DATA
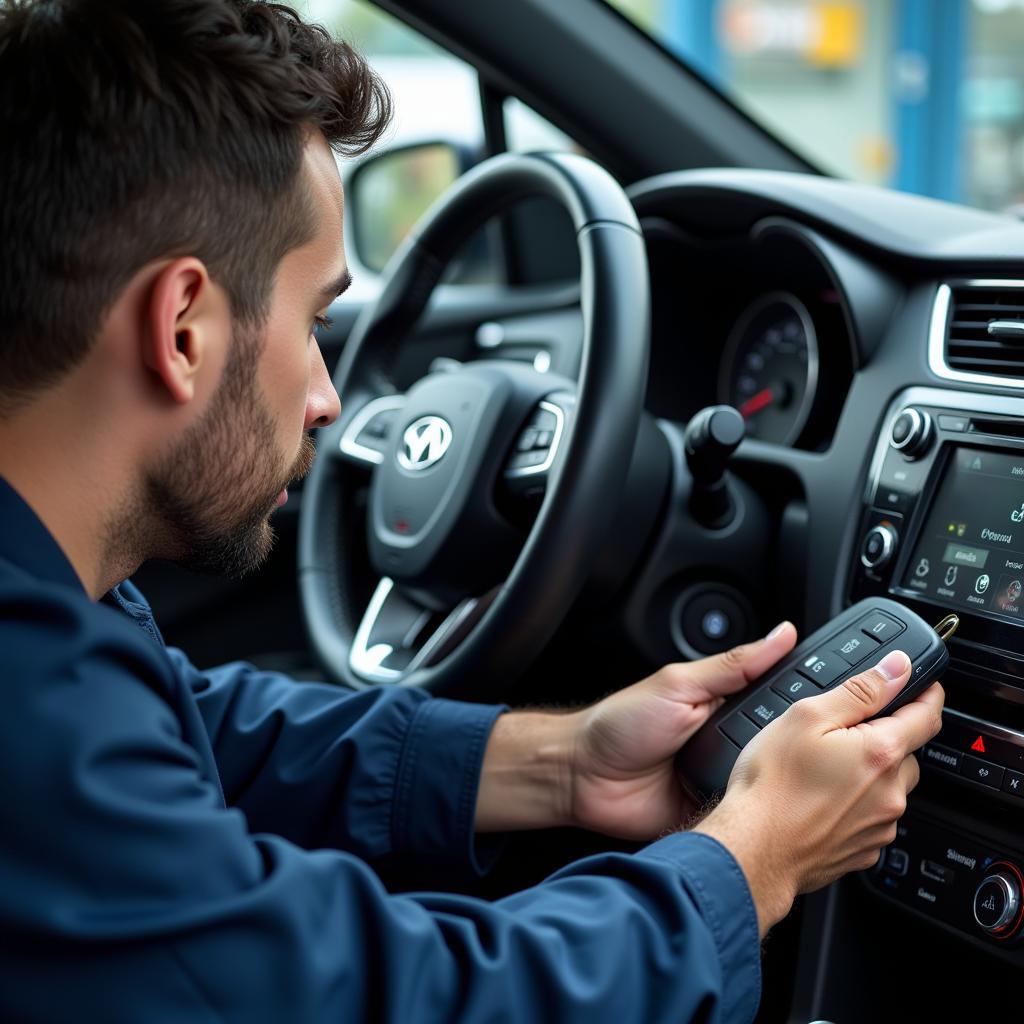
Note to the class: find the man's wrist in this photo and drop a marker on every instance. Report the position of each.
(526, 776)
(772, 885)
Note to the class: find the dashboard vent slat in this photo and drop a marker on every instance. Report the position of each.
(969, 346)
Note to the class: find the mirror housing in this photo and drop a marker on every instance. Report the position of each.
(388, 192)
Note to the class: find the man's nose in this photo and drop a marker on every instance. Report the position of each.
(323, 406)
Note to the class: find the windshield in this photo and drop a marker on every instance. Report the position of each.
(922, 95)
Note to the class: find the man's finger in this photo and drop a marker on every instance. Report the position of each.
(915, 723)
(734, 669)
(863, 694)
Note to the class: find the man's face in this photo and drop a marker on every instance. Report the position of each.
(214, 493)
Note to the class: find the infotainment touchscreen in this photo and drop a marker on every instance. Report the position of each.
(970, 552)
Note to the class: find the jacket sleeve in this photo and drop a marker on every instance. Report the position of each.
(129, 892)
(389, 774)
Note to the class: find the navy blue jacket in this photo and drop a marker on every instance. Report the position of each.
(178, 845)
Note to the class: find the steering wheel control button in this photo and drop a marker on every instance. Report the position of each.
(823, 669)
(911, 432)
(764, 708)
(881, 627)
(982, 771)
(715, 624)
(878, 547)
(739, 729)
(996, 902)
(794, 687)
(942, 757)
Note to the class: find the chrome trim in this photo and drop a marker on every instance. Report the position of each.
(1012, 901)
(937, 335)
(1011, 330)
(434, 453)
(367, 662)
(960, 401)
(348, 444)
(918, 434)
(555, 440)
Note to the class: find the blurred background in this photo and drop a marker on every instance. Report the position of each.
(922, 95)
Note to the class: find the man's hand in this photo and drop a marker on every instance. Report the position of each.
(623, 778)
(609, 767)
(818, 792)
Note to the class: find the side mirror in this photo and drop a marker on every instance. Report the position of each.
(389, 192)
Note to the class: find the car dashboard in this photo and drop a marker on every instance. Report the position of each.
(871, 341)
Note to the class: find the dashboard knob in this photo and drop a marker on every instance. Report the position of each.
(878, 547)
(997, 901)
(911, 432)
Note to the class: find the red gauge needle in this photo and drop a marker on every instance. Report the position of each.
(754, 404)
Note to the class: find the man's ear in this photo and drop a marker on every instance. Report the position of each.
(185, 326)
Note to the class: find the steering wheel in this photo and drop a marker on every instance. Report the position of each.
(469, 591)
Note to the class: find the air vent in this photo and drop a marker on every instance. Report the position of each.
(983, 335)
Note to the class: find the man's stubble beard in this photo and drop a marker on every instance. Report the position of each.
(210, 499)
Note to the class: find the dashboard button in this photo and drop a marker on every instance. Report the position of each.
(942, 757)
(911, 432)
(1013, 782)
(982, 771)
(896, 861)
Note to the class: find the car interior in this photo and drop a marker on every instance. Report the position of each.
(562, 322)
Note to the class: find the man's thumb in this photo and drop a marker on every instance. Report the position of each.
(867, 692)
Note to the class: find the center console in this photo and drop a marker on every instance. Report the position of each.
(942, 529)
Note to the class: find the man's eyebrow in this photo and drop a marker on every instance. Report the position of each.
(332, 291)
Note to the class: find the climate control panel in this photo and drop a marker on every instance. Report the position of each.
(956, 879)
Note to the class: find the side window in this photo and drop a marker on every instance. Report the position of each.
(435, 134)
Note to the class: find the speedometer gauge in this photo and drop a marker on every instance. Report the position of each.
(769, 369)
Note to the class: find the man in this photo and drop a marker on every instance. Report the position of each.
(178, 845)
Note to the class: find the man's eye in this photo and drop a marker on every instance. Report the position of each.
(321, 323)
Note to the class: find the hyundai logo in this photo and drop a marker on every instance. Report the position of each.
(424, 442)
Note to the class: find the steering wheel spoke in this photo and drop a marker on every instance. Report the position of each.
(397, 635)
(368, 433)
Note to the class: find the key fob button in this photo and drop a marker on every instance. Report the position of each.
(880, 627)
(823, 668)
(764, 708)
(853, 647)
(793, 686)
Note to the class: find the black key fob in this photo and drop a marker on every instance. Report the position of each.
(855, 640)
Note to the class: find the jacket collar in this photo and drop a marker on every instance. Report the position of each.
(27, 543)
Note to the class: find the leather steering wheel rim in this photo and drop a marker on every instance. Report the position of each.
(593, 460)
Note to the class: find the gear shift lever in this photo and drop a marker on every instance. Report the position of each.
(711, 438)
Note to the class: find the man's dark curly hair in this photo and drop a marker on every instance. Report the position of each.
(137, 130)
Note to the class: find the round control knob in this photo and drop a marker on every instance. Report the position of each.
(878, 547)
(997, 901)
(911, 432)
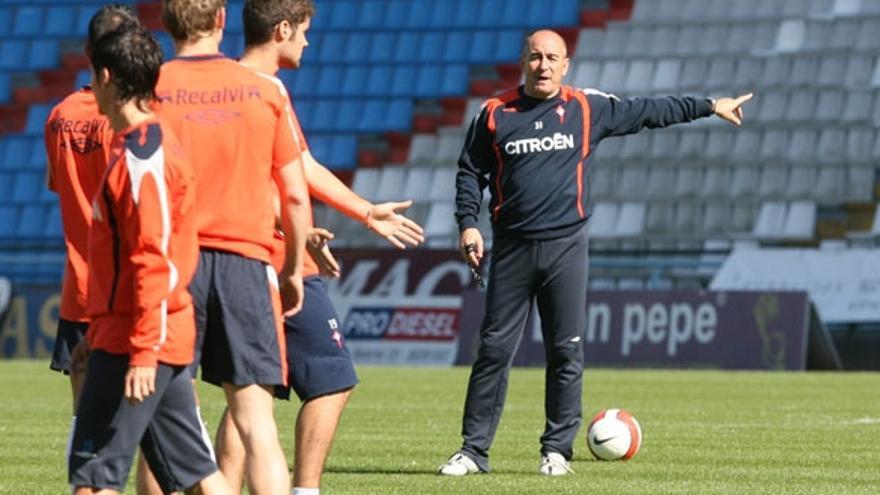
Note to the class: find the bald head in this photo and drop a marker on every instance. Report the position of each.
(544, 63)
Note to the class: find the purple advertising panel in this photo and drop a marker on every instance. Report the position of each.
(676, 328)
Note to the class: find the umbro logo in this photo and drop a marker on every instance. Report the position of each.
(604, 440)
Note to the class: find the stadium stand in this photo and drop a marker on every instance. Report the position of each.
(388, 87)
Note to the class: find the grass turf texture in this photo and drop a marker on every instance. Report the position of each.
(705, 432)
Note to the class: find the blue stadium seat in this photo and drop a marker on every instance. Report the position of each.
(483, 47)
(5, 88)
(44, 54)
(13, 54)
(455, 80)
(372, 14)
(8, 220)
(378, 81)
(36, 119)
(374, 116)
(382, 48)
(407, 49)
(31, 220)
(28, 21)
(232, 45)
(354, 81)
(419, 16)
(330, 46)
(349, 114)
(509, 45)
(467, 13)
(563, 12)
(60, 20)
(457, 46)
(345, 14)
(428, 81)
(16, 152)
(396, 13)
(233, 18)
(6, 180)
(329, 80)
(344, 153)
(442, 14)
(404, 80)
(433, 46)
(322, 116)
(26, 187)
(83, 16)
(357, 47)
(83, 78)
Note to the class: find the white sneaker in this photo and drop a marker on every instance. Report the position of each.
(458, 465)
(553, 464)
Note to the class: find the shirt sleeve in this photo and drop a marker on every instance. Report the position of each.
(612, 116)
(145, 221)
(52, 151)
(474, 167)
(286, 148)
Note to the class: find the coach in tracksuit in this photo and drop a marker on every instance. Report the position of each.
(532, 147)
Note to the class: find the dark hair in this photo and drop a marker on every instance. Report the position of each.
(261, 16)
(133, 58)
(109, 18)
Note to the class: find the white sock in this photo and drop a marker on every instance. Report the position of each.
(70, 438)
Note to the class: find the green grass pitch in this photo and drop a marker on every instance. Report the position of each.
(706, 432)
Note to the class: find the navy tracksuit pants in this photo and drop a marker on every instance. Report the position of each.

WORK REQUIRED
Print the material again, unchanged, without its pictures.

COMPLETED TASK
Note to the class: find the man's wrist in this photo and drop a marker on every instance. Report the position of each.
(526, 776)
(772, 885)
Note to the class: find the dashboard vent slat in this photo and drop a marker on every instance. Report the position of each.
(969, 346)
Note to the class: find the mirror housing in this photo and drop a marker on every instance. Report the position of each.
(388, 192)
Note to the class: find the man's nose in this photo and drop a marker on every instance. Report the position of each.
(323, 406)
Note to the class: find the windshield in this photo and drop a marker on every instance. Report the position of each.
(922, 95)
Note to the class: find the man's finger in this photo and drop a marker on every instance. Report the position of each.
(915, 723)
(734, 669)
(863, 694)
Note to the class: find the man's face in this photo and drop a marker on every instance. Report the position of each.
(214, 493)
Note to the class: find the infotainment touchscreen in this photo and drop a marker on every instance. Report the position of each.
(970, 552)
Note to the class: find the jacket sleeve in this photo and drop a marker on every instance. Report the position of each.
(129, 892)
(389, 774)
Note to the class: find the navy blue jacket in this photo and drop a marker on every instance. Report the position of each.
(178, 845)
Note to the class: find the steering wheel control button in this photo and drop a marker on every instance. Report the position of each.
(823, 669)
(911, 432)
(764, 708)
(881, 627)
(982, 771)
(715, 624)
(878, 547)
(739, 729)
(996, 902)
(794, 687)
(942, 757)
Note to the class: find the chrome trim in this photo and drop a marker on every instance. Report the position of each.
(1012, 901)
(937, 335)
(1011, 330)
(434, 453)
(367, 662)
(960, 401)
(348, 444)
(918, 434)
(555, 440)
Note to the class: find the blurred background in this photo and drop a marker on every instance. Report the position of each.
(922, 95)
Note to the class: find the man's hand in this photo and drop a marker on every instance. Report the position of each.
(623, 778)
(609, 767)
(818, 792)
Note to the class: find the side mirror in this photo and drop a marker on every instance. Report the position of each.
(389, 192)
Note to the class: find the car dashboard in this photo and drop a marker on every instance. Report the position of each.
(871, 341)
Note to the class: find the dashboard knob in this photo and drop a marker on every instance. Report the position of each.
(878, 547)
(997, 901)
(911, 432)
Note to the class: find the red gauge needle in this photo and drop a marker on every instance. Report the position of each.
(754, 404)
Note to the class: find the man's ear in this photo and drop a marker on every instance. Report the position of each.
(185, 326)
Note to the class: find the steering wheel in this photo and drop a marker on every instance. Report the position of each.
(469, 591)
Note to the class: find the air vent in this photo and drop a marker on every instance. Report the position of each.
(983, 335)
Note to the class: find the man's stubble beard in this photo and drop a marker on every instance. Report the position of each.
(210, 499)
Note to the class: find the dashboard button in this photo and drop a marker on every instance. Report the position of each.
(942, 757)
(911, 432)
(1013, 782)
(982, 771)
(896, 861)
Note to the class: find the car interior in this photo and drop a marker on every instance. Report the position of each.
(562, 322)
Note to the class: find the man's thumb in this photo and drop a marker on every instance. Report the position of each.
(867, 692)
Note to the class: find the center console in this photo and drop a marker on every instance. Report the position of each.
(942, 529)
Note to the class: find the man's eyebrow in this photo and drop a marker on every instance. Report the position of each.
(332, 291)
Note to the class: find the climate control panel in this photo and drop a marker on every instance. Report the position of each.
(956, 879)
Note to the class: find the side window in this photo and drop a marker on every instance. Report the position of each.
(435, 134)
Note to the class: find the speedometer gauge in this photo and drop a marker on every instance. Report the position of each.
(769, 369)
Note to the class: find the man in this photo and drop a marker on every instance. Report the position of each.
(178, 845)
Note to the class: find the man's eye in this photo and drop a marker on every instance. Report the position of each.
(321, 323)
Note to the class: find the hyundai logo in this photo and drop a marker on every instance. Report the position of each.
(424, 442)
Note to the class: find the steering wheel spoke in this photo and drop a marker on every instance. Report the position of each.
(397, 635)
(368, 433)
Note to the class: find the key fob button in this photo and drop a marker on every instance. Report the position of each.
(880, 627)
(823, 668)
(764, 708)
(853, 647)
(793, 686)
Note to the class: find the black key fob in this photo and drop a marker on every instance. Report the position of each.
(855, 640)
Note to the class: find the jacket collar in this photo and drop a marker on every instance. Report the position of each.
(27, 543)
Note to the class: find the leather steering wheel rim in this photo and drop a marker on every instance. Report the position of each.
(593, 460)
Note to the class: find the gear shift lever in this photo and drop a marker on every instance. Report the position of each.
(711, 438)
Note to the class: find the man's dark curly hair in this photo and drop a marker on every instance. Report the position of each.
(137, 130)
Note to the class: find the round control knob in this photo and drop a marker on every instance. Report the position of each.
(878, 547)
(997, 901)
(911, 432)
Note to the class: find the bald head in this photo and drop a marker on every instance. Report the position of each.
(544, 63)
Note to the class: find the purple advertising panel in this photo and drop a marker on every instance. Report the position of each.
(676, 328)
Note to the class: find the umbro logo in this photo and drop a marker on every instance. Report the position of each.
(604, 440)
Note to the class: find the stadium stand in this photo and drop a marker on every instance. Report the position of each.
(388, 87)
Note to the class: find the grass turf texture in this photo and drop a marker on every instance. Report the position of each.
(705, 432)
Note to the class: find the blue stadium seat in this photo and drop a marker on every instance. Report the position of each.
(483, 47)
(5, 88)
(44, 54)
(13, 54)
(455, 80)
(372, 14)
(8, 220)
(378, 81)
(36, 119)
(374, 116)
(382, 48)
(407, 49)
(31, 220)
(28, 21)
(232, 45)
(354, 81)
(419, 16)
(330, 46)
(349, 114)
(509, 45)
(467, 13)
(563, 12)
(60, 20)
(457, 46)
(345, 14)
(428, 81)
(16, 152)
(396, 13)
(233, 18)
(6, 180)
(329, 80)
(344, 153)
(442, 14)
(404, 80)
(433, 46)
(322, 116)
(26, 187)
(83, 16)
(357, 47)
(83, 78)
Note to the class: find the white sneaker in this photo and drop a marker on every instance. Report the position of each.
(458, 465)
(553, 464)
Note to the class: find the shirt sleeve in this photo and drop a marker on every instance. Report the position of each.
(612, 116)
(145, 221)
(52, 151)
(474, 167)
(286, 148)
Note to the class: find the coach in tracksuit in this photo and drop a marker on every instance. Report the position of each.
(532, 147)
Note to the class: find the dark hair in this photo and drop a marker on every instance. Report the position of each.
(261, 16)
(133, 58)
(109, 18)
Note to the class: find the white sock in this photo and drop a marker on every instance. Report the position of each.
(70, 438)
Note to the class: find the green grass pitch in this photo and drop a marker on every instance. Report the position of each.
(706, 432)
Note to the class: find the navy tracksuit pants in this photo and drop a marker on every instance. Report the position of each.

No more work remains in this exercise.